[Begin Exercise material]

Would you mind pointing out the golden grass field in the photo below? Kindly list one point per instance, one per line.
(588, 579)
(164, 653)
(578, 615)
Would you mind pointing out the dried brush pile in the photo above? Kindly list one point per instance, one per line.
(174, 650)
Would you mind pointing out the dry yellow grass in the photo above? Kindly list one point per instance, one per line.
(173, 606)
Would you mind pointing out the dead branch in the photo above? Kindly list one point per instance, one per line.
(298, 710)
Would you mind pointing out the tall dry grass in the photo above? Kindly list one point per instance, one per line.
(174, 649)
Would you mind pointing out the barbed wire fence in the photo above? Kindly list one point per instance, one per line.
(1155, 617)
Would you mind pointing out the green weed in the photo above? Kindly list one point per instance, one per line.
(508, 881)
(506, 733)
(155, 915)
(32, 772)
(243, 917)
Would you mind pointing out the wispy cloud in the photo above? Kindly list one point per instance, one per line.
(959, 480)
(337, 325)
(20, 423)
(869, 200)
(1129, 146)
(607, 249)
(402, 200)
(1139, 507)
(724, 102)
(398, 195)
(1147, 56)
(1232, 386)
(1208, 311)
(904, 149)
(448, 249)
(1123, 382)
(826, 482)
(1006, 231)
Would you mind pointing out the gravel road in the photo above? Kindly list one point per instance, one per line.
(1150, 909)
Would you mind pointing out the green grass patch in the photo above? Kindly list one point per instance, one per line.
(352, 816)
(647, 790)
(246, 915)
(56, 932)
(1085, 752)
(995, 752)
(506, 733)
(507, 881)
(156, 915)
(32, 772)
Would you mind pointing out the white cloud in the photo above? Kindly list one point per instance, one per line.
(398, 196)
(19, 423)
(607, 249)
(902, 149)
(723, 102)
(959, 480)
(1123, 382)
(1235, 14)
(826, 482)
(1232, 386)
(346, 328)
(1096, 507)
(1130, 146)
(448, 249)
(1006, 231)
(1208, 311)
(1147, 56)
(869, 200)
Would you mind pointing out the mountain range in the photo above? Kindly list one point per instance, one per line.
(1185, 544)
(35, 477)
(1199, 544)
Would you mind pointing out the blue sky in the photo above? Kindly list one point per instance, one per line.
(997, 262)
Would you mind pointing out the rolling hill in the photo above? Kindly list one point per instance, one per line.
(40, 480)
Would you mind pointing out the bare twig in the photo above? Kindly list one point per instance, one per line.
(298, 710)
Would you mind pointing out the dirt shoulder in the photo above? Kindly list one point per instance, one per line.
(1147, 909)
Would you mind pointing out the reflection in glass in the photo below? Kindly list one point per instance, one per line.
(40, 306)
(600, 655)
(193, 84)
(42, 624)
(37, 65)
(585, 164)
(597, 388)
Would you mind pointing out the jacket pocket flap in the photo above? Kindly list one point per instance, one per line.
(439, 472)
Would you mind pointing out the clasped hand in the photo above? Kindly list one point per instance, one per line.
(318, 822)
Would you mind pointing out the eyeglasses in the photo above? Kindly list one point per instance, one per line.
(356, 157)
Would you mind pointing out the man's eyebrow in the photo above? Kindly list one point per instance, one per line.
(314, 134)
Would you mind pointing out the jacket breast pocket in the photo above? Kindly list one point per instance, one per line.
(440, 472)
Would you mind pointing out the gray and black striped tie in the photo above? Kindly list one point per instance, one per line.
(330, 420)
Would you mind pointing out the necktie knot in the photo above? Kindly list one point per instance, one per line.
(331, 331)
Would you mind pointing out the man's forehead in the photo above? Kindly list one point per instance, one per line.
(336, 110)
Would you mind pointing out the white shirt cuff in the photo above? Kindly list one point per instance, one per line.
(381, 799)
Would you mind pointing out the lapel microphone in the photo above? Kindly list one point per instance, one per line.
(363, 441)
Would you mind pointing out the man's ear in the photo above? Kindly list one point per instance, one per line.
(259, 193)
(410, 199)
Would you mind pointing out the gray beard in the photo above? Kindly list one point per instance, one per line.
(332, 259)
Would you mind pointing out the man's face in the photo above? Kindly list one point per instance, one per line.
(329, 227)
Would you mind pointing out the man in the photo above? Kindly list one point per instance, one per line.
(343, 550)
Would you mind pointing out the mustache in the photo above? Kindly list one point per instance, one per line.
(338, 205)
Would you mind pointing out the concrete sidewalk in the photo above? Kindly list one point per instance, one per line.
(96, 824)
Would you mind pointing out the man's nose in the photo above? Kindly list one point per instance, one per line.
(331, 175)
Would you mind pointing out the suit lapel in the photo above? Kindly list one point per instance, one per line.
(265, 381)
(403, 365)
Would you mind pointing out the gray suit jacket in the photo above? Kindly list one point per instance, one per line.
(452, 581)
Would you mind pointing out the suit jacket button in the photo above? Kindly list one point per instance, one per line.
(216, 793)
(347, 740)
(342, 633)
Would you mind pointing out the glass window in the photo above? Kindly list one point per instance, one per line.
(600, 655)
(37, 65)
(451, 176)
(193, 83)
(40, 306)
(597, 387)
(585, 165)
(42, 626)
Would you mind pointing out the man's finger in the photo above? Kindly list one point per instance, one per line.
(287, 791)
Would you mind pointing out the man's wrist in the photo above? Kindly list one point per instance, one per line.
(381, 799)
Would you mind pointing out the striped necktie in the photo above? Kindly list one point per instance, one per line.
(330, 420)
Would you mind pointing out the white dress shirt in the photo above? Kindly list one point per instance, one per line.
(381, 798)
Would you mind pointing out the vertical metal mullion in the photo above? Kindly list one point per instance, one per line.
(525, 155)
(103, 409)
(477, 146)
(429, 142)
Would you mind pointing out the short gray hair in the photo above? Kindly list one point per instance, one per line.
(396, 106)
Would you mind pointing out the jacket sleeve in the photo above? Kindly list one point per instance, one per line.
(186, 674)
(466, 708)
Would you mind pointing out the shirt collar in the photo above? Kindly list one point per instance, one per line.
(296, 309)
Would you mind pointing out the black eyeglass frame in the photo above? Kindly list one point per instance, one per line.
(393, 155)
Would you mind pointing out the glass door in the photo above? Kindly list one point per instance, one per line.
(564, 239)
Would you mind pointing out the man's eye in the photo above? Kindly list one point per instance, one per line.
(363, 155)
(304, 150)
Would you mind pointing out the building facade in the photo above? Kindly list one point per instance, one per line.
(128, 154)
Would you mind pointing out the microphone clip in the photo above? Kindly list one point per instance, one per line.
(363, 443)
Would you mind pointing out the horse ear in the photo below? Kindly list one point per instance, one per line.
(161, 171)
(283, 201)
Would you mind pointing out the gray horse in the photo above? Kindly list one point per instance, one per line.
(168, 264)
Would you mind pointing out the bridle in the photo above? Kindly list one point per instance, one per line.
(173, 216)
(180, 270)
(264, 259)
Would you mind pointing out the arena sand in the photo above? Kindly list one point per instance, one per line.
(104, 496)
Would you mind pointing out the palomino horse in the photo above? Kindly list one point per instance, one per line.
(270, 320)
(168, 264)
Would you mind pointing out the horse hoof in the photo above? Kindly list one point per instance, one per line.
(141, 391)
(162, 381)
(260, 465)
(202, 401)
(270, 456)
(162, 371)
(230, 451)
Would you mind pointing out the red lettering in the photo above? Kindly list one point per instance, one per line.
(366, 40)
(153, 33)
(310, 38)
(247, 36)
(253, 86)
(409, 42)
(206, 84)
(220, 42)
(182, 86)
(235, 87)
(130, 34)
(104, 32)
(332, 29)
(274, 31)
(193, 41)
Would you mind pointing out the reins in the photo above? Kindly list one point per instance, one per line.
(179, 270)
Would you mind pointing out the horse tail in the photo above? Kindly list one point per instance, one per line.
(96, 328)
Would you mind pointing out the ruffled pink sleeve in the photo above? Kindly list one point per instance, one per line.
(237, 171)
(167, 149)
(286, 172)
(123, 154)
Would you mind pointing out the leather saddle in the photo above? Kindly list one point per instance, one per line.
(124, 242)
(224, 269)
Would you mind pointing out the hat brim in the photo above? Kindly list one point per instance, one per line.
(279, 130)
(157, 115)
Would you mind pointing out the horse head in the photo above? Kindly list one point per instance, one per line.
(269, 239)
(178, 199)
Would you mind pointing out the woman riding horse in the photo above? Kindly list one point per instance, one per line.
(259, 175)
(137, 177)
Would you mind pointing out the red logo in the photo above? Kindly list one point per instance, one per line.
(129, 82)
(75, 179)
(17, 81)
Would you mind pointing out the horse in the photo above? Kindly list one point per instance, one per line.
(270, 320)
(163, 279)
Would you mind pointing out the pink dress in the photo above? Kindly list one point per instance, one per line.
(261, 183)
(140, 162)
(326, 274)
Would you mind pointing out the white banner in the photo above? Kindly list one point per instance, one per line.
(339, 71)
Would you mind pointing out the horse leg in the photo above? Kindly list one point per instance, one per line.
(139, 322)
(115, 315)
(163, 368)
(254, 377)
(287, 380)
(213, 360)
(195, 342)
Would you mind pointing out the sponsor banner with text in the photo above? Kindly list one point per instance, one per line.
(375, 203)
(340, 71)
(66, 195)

[End Exercise material]

Find the line containing "Would you mind pointing out the horse in", then output it and every line after it to the end of the data, exactly.

Would you mind pointing out the horse in the photo above? Kindly list one point per instance, one per line.
(270, 320)
(163, 279)
Would you mind pointing out the pink dress in the photo above? Kindly list one point per instance, one per line.
(261, 183)
(140, 162)
(326, 274)
Would you mind pointing out the white banner in the photo above? Kindly list one point per instance, one per line.
(339, 71)
Would you mind pointing out the horse leg in the photo above? Kindly list one point per instance, one per line.
(139, 322)
(115, 315)
(163, 368)
(254, 377)
(287, 380)
(213, 360)
(195, 342)
Would you mind pointing out the sponsor banner with text in the photo above? Kindly list one point per instance, one per line.
(375, 203)
(340, 71)
(66, 195)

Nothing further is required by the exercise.